**Natural language region descriptions**
↓

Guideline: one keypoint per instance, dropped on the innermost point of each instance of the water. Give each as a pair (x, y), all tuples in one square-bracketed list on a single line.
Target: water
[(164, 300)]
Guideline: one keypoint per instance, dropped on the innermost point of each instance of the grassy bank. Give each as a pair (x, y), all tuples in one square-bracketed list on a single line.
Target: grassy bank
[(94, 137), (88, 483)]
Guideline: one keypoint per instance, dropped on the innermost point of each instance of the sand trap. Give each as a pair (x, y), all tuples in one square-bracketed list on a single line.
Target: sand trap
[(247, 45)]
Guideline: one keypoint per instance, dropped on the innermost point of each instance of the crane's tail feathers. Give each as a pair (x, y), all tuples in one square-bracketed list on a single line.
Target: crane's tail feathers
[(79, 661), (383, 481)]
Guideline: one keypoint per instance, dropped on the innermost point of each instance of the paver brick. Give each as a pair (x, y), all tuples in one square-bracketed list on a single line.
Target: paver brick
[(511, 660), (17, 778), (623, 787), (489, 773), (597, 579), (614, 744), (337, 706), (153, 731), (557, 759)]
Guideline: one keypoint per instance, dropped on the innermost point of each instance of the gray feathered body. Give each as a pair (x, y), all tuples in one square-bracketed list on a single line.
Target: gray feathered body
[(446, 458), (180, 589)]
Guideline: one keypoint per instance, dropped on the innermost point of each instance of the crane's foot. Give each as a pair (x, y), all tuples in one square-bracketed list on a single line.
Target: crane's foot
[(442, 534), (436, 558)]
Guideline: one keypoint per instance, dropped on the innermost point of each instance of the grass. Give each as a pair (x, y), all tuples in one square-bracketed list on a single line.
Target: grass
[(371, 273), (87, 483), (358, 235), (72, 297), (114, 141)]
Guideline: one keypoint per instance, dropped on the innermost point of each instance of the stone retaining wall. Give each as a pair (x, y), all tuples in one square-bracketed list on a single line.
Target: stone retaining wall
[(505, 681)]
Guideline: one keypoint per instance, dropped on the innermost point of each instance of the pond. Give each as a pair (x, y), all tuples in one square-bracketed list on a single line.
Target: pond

↑

**Exercise directions**
A single number is expected: the count of lines in the preceding entries that contain "pond".

**Response**
2